* [Work to complete]:
Copy every line of the listing below word for word, leaving out the pictures.

* [Collection entries]:
* Start *

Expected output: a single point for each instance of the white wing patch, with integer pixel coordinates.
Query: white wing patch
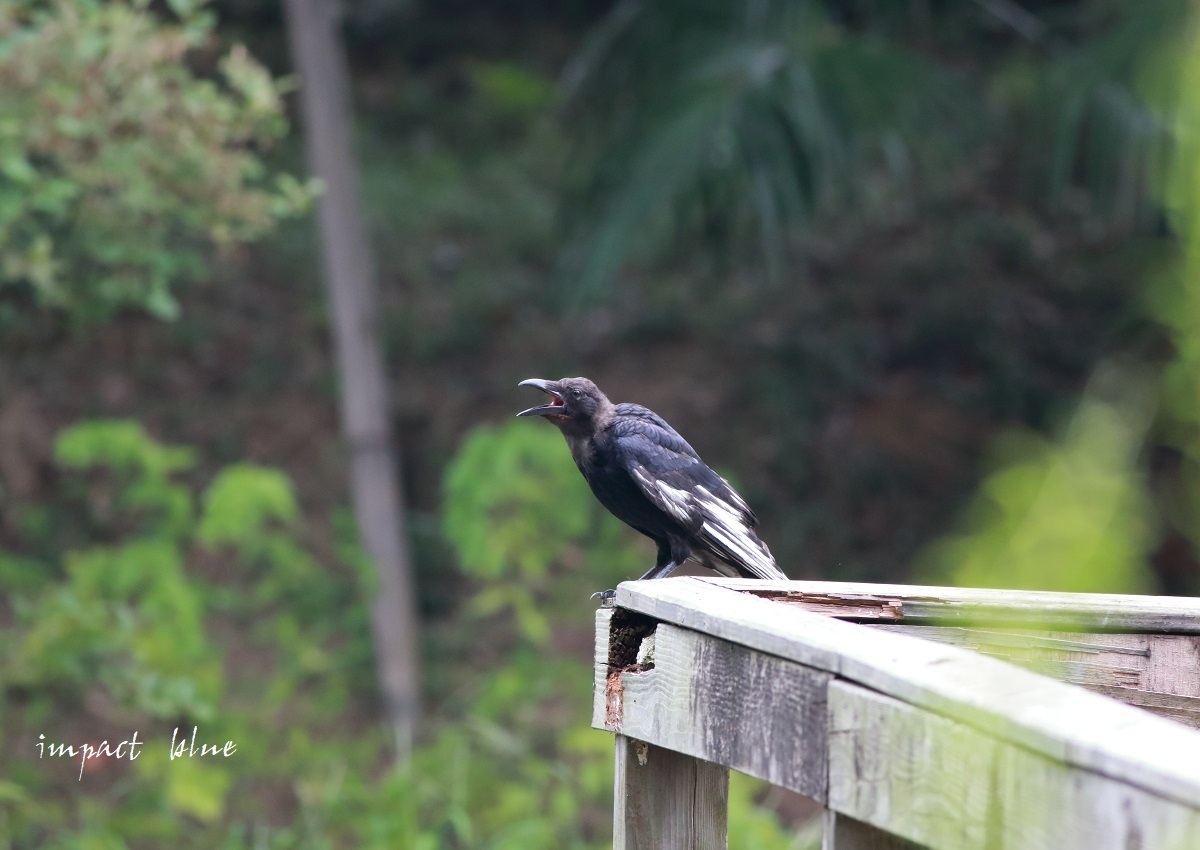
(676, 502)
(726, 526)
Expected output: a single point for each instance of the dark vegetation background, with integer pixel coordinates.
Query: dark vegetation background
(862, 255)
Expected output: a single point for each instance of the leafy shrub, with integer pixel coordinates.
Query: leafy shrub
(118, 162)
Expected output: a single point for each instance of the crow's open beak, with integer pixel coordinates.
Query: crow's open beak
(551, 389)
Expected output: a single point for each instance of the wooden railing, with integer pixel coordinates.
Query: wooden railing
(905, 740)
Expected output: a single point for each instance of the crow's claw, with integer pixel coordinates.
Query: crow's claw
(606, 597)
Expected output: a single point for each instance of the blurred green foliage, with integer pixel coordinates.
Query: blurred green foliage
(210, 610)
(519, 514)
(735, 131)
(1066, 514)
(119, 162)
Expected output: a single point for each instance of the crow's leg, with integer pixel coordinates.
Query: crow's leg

* End *

* [Solution for this exercise]:
Expected output: a single point for each instance of the white wing patch, with integer pixel coordinates.
Query: white wing patch
(676, 502)
(726, 526)
Expected output: a single point for each instance of the dark vegetation background, with integer pixel coordinates.
Query: dark vegetation background
(862, 255)
Expected output: a single point for each instance of the leafy shrub, with integer pixel coordinates.
Query: leafy shrub
(118, 162)
Expected output: a single point for each instance of the crow's open beak, with integer pixel coordinates.
Query: crow's open beak
(551, 389)
Expected output: a single point for each instance of the wooden railing, with integer pixel coordinates.
Query: wooden railing
(905, 740)
Expected output: a single point for each instance of the crow's claw, with integer pixel coordinates.
Query: crow's claw
(606, 597)
Expected output: a single point for each instance of the blurred green foliage, with integer pixel coordinates.
Query: blurred green foliage
(210, 610)
(519, 514)
(735, 131)
(1066, 514)
(119, 162)
Expected output: a single point for each instance of the crow's leg, with integer pixel coordinates.
Query: crow's leg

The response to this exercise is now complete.